▶ **Records supplied**:
↓↓↓

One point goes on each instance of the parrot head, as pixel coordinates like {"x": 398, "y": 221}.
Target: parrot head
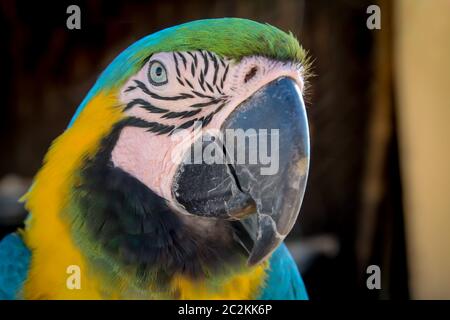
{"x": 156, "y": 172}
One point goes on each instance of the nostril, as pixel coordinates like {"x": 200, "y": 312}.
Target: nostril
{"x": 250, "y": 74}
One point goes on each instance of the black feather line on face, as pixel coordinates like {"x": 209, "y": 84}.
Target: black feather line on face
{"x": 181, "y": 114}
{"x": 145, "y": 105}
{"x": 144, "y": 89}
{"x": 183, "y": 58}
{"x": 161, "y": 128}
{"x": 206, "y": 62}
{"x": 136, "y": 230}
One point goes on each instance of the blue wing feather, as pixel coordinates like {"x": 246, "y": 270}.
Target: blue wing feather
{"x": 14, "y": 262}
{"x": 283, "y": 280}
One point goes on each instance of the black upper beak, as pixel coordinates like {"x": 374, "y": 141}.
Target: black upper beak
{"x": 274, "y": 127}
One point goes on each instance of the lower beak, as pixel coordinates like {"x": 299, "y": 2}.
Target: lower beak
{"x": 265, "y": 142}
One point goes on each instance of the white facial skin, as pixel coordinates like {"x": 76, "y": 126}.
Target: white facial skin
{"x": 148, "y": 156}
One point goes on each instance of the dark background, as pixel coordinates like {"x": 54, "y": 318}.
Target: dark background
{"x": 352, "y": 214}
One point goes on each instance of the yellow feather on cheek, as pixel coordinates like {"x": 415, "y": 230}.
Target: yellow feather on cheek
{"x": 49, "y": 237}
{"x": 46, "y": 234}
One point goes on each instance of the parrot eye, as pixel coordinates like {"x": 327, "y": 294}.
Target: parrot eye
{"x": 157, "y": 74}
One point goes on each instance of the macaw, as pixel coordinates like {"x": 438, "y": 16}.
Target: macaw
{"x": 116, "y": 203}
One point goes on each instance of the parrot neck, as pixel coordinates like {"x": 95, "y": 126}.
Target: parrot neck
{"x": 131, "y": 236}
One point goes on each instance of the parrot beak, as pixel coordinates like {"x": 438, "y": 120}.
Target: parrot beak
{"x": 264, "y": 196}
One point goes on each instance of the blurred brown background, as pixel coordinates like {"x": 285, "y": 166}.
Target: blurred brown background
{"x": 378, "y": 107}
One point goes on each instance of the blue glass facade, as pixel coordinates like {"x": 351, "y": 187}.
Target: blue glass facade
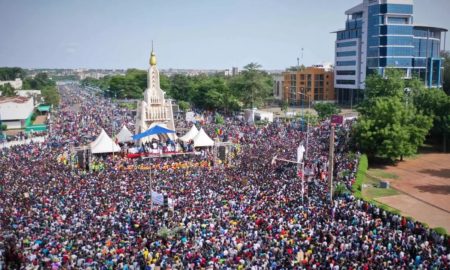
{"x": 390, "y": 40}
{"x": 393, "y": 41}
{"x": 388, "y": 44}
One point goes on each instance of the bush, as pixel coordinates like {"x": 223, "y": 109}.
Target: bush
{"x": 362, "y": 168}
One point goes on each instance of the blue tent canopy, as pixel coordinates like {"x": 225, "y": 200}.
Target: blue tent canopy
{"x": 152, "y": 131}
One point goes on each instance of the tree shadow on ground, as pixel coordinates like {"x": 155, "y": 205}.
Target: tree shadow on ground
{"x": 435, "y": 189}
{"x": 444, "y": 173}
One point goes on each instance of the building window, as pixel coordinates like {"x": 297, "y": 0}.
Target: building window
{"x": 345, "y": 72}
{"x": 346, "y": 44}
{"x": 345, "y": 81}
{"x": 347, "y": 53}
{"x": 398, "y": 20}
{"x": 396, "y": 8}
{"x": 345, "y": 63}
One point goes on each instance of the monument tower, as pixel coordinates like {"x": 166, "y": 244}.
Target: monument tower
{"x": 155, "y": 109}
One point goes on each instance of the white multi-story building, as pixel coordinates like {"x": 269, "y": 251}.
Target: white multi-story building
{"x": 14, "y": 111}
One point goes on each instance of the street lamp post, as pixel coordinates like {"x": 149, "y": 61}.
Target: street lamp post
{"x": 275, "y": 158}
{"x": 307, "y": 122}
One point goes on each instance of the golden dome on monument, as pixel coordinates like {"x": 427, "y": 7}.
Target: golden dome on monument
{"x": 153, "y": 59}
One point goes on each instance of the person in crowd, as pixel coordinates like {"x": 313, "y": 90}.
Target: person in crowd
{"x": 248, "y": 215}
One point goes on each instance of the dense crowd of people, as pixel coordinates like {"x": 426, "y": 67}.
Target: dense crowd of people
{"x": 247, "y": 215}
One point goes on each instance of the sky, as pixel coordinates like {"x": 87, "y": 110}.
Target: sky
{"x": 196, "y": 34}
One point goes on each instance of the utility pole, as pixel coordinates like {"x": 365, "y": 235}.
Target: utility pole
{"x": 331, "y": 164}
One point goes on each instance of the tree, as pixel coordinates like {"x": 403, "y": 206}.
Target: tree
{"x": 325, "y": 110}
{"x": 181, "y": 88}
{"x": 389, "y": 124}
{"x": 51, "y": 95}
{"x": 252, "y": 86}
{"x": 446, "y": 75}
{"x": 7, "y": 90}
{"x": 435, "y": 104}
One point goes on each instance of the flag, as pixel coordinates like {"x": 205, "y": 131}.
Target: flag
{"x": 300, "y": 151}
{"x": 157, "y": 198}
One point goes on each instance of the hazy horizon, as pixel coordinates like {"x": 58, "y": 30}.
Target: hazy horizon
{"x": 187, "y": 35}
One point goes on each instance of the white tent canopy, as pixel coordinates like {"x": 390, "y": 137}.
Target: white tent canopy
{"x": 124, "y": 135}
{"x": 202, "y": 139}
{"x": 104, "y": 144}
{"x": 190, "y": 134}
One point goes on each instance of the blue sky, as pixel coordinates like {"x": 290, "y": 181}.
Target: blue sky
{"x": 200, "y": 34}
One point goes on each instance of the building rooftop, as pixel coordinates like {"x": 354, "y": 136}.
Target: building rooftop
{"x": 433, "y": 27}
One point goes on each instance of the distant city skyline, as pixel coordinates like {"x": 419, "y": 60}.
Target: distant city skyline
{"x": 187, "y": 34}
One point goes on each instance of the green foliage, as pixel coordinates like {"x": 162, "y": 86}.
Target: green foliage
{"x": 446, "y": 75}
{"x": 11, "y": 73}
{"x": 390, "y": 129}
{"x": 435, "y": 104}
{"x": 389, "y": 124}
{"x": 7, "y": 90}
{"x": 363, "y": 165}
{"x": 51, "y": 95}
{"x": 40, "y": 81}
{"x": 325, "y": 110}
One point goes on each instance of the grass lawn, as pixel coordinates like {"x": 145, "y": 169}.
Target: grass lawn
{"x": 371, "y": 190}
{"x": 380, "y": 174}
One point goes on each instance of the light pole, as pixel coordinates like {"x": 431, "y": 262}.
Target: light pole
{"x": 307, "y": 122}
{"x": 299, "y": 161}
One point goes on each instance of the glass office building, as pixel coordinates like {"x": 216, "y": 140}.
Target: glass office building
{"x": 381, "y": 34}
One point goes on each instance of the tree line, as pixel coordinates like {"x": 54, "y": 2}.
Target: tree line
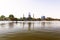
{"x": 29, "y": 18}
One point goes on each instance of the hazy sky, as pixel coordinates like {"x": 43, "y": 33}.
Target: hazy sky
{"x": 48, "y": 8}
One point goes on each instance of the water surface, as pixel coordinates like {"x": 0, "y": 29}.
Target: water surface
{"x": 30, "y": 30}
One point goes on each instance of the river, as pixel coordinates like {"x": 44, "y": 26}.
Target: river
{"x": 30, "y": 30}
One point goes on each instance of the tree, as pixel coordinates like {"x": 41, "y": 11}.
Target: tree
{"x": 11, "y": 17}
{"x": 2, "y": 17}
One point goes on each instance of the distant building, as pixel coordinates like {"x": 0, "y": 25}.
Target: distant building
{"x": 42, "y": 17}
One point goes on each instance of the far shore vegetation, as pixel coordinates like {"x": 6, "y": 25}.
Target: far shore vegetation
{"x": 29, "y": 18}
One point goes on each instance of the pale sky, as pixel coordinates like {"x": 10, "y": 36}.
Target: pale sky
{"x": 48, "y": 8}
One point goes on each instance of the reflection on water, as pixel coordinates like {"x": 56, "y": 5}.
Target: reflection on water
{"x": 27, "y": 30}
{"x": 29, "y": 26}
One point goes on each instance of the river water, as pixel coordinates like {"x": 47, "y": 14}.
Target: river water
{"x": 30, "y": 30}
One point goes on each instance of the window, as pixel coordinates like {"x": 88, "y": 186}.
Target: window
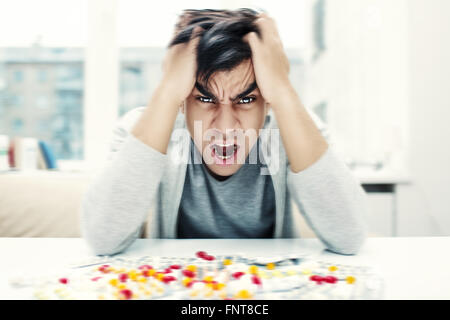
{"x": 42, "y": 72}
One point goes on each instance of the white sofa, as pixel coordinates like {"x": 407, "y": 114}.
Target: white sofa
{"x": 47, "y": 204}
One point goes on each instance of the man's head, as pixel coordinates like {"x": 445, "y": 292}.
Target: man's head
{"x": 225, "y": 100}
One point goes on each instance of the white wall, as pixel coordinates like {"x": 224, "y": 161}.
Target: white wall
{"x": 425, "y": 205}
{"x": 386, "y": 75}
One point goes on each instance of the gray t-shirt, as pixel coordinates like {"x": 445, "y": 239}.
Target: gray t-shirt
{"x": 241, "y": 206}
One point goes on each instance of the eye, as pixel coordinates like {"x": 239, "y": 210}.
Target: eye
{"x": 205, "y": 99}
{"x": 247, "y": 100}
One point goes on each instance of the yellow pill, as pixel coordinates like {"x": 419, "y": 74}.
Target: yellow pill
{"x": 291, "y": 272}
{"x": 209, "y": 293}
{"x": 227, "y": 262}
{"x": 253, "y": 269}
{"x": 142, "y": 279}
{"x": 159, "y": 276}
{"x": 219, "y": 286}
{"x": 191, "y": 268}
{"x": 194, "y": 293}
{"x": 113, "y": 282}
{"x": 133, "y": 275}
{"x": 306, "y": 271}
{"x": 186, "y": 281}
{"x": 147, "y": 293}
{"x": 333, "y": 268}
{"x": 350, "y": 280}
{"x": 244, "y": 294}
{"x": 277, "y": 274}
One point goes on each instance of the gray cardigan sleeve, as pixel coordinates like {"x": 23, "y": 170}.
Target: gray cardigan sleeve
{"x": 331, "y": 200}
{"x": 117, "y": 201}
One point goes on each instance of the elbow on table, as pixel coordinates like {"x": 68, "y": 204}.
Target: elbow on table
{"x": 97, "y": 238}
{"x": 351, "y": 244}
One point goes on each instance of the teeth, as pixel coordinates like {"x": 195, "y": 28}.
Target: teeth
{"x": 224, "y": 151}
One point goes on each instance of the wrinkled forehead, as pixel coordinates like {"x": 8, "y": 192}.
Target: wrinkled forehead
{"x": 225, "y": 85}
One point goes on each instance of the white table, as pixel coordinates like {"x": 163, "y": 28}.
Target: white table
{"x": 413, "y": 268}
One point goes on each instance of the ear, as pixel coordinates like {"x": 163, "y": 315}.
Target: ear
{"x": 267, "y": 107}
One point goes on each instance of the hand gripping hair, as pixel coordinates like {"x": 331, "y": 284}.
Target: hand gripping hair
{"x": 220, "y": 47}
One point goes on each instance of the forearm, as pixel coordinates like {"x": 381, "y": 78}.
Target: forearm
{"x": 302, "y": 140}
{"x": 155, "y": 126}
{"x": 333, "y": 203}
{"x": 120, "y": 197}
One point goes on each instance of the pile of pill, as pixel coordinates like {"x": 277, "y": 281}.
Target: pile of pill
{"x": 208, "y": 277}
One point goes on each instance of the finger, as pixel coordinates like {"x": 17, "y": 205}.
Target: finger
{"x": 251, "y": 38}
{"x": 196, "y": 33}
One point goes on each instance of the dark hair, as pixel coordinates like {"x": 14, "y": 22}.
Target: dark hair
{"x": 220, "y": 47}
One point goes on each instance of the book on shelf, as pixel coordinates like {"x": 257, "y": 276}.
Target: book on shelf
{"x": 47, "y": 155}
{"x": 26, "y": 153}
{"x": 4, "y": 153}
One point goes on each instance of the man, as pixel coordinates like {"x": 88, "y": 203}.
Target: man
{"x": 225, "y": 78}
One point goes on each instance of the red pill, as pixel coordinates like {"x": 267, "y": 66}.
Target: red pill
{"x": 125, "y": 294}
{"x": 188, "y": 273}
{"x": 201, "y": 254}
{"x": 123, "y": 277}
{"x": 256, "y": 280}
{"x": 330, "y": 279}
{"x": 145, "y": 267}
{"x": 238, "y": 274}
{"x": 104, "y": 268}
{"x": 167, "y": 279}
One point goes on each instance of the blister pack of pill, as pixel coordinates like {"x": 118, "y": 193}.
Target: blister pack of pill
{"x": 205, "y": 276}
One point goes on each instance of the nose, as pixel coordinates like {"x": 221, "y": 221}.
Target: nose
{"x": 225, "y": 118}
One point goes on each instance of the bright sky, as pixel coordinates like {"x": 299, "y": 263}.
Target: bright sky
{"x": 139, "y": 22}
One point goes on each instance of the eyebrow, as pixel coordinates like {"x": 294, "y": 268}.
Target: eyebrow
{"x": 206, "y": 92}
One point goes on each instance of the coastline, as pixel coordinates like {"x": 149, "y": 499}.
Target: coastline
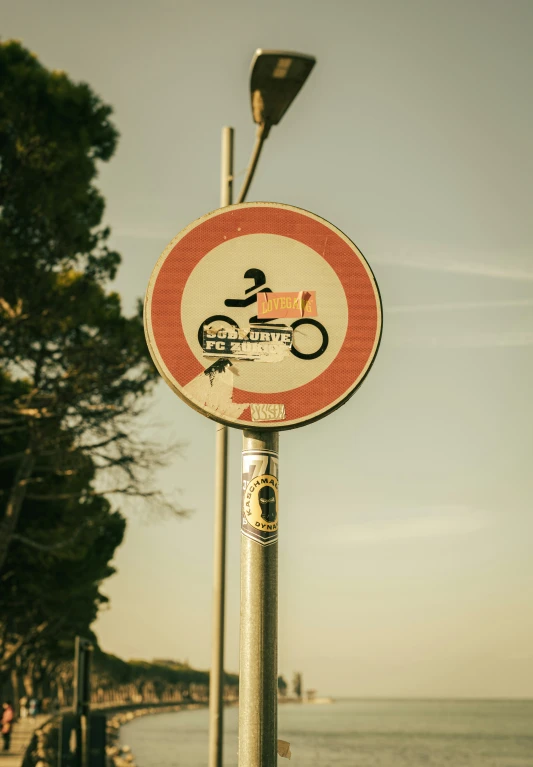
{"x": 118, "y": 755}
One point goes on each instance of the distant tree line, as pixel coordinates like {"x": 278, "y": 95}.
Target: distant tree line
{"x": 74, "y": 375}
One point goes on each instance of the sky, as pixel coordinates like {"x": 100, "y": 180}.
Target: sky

↑↑↑

▶ **Task description**:
Leave out each picture and extract the lines from the one containing "One point goes on each instance of the book" through the end of the records above, inclusive, exactly as they stand.

▶ **Answer to the problem**:
One point goes on each instance of the book on shelf, as pixel coordinates like {"x": 257, "y": 276}.
Target: book on shelf
{"x": 47, "y": 155}
{"x": 26, "y": 153}
{"x": 4, "y": 153}
One point goes on each instance of the man, as pixel coordinates like {"x": 88, "y": 203}.
Target: man
{"x": 225, "y": 78}
One point goes on each instance of the red pill, as pixel coordinates like {"x": 267, "y": 66}.
Target: red pill
{"x": 125, "y": 294}
{"x": 188, "y": 273}
{"x": 201, "y": 254}
{"x": 123, "y": 277}
{"x": 256, "y": 280}
{"x": 330, "y": 279}
{"x": 145, "y": 267}
{"x": 238, "y": 274}
{"x": 104, "y": 268}
{"x": 167, "y": 279}
One point goes on each instance of the blister pack of pill, as pixel coordinates like {"x": 118, "y": 193}.
Target: blister pack of pill
{"x": 205, "y": 276}
One point goes on each instance of the nose, as pixel coordinates like {"x": 221, "y": 221}.
Target: nose
{"x": 225, "y": 118}
One point goes on each instance of the bright sky, as pixel coordinates like {"x": 299, "y": 263}.
Target: bright sky
{"x": 139, "y": 22}
One point goes on each instance of the eyebrow, as pixel coordinates like {"x": 294, "y": 268}.
Target: eyebrow
{"x": 206, "y": 92}
One point goes on each instance of the coastline, as pixel coordinates like {"x": 149, "y": 499}.
Target: coastline
{"x": 118, "y": 755}
One point goes on each instance of the distant tree line, as pixel coordinates like {"x": 278, "y": 95}.
Target: distant tree line
{"x": 74, "y": 375}
One point goes on each instance of the sky, as pixel coordinates like {"x": 100, "y": 180}.
Target: sky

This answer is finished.